DNA shows that last woolly mammoths had North American roots

The research, which appears in the September issue of Current Biology, is expected to cause some controversy within the paleontological community.

“Scientists have always thought that because mammoths roamed such a huge territory—from Western Europe to Central North America—that North American woolly mammoths were a sideshow of no particular significance to the evolution of the species,” said Hendrik Poinar, associate professor in the departments of Anthropology, and Pathology & Molecular Medicine at McMaster University.

Poinar and Régis Debruyne, a postdoctoral research fellow in Poinar's lab, spent the last three years collecting and sampling mammoths over much of their former range in Siberia and North America, extracting DNA and meticulously piecing together, comparing and overlapping hundreds of mammoth specimen using the second largest ancient DNA dataset available.

“Migrations over Beringia [the land bridge that once spanned the Bering Strait] were rare; it served as a filter to keep eastern and western groups or populations of woollies apart, says Poinar. “However, it now appears that mammoths established themselves in North America much earlier than presumed, then migrated back to Siberia, and eventually replaced all pre-existing haplotypes of mammoths.”

“Small-scale population replacements, as we call them, are not a rare phenomenon within species, but ones occurring on a continental scale certainly are,” says Ross MacPhee, curator of mammalogy at the American Museum of Natural History, and one of the researchers on the study. “We never expected that there might have been a complete overturn in woolly mammoths, but this is the sort of discoveries that are being made using ancient DNA. Bones and teeth are not always sensitive guides.”

“Like paleontologists, molecular biologists have long been operating under a geographic bias,” says Debruyne. “For more than a century, any discussion on the woolly mammoth has primarily focused on the well-studied Eurasian mammoths. Little attention was dedicated to the North American samples, and it was generally assumed their contribution to the evolutionary history of the species was negligible. This study certainly proves otherwise.”

The origin of mammoths is controversial in itself. Some scientists believe that the first proto-mammoths arose in Africa about seven-million years ago in concert with ancestors of the Asian elephant. Around five to six million years ago, an early mammoth species migrated north into China, Siberia and, eventually, North America. This early dispersal into North America gave rise to a new mammoth known as the Columbian mammoth. Much later, back in Siberia, a cold-adapted form—the woolly mammoth—evolved and eventually crossed over the Beringian land bridge into present-day Alaska and the Yukon.

What happened next, says Poinar, is a mystery: The Siberian genetic forms began to disappear and were replaced by North American migrants.

“The study of evolution is an evolution in itself,” says Poinar. “This latest research shows we're drilling down and getting a closer and better understanding of the origins of life on our planet.”

□ □ □ □

*WHAT TO WORK ON*: Repeat the stretch of the woolly mammoth DNA article from "Poinar and Régis" through "DNA dataset available." word for word. Rely only on the text about woolly mammoth DNA, not on anything you already know.

*GIVEN DATA*:
□ □ □ □

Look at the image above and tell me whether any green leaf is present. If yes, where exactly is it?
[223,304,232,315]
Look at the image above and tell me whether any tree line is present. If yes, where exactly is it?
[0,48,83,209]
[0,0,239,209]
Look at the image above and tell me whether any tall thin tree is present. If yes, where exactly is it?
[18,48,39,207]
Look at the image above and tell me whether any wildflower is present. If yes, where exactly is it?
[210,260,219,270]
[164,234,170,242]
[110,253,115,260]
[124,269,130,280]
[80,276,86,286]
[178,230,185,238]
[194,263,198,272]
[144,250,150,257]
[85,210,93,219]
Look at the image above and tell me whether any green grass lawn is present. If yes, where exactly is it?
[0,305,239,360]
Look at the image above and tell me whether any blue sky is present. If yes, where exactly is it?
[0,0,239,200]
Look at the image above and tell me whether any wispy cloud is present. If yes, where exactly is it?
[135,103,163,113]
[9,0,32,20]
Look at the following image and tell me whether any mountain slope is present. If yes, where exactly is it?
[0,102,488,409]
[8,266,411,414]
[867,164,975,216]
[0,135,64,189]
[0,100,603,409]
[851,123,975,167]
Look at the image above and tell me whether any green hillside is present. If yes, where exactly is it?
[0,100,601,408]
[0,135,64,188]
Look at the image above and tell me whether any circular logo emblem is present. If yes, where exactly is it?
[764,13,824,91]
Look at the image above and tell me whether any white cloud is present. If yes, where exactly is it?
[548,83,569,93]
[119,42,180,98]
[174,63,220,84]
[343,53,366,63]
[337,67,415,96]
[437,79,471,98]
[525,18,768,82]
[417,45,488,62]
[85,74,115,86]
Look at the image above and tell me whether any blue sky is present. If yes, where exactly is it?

□ □ □ □

*ANSWER SPACE*:
Poinar and Régis Debruyne, a postdoctoral research fellow in Poinar's lab, spent the last three years collecting and sampling mammoths over much of their former range in Siberia and North America, extracting DNA and meticulously piecing together, comparing and overlapping hundreds of mammoth specimen using the second largest ancient DNA dataset available.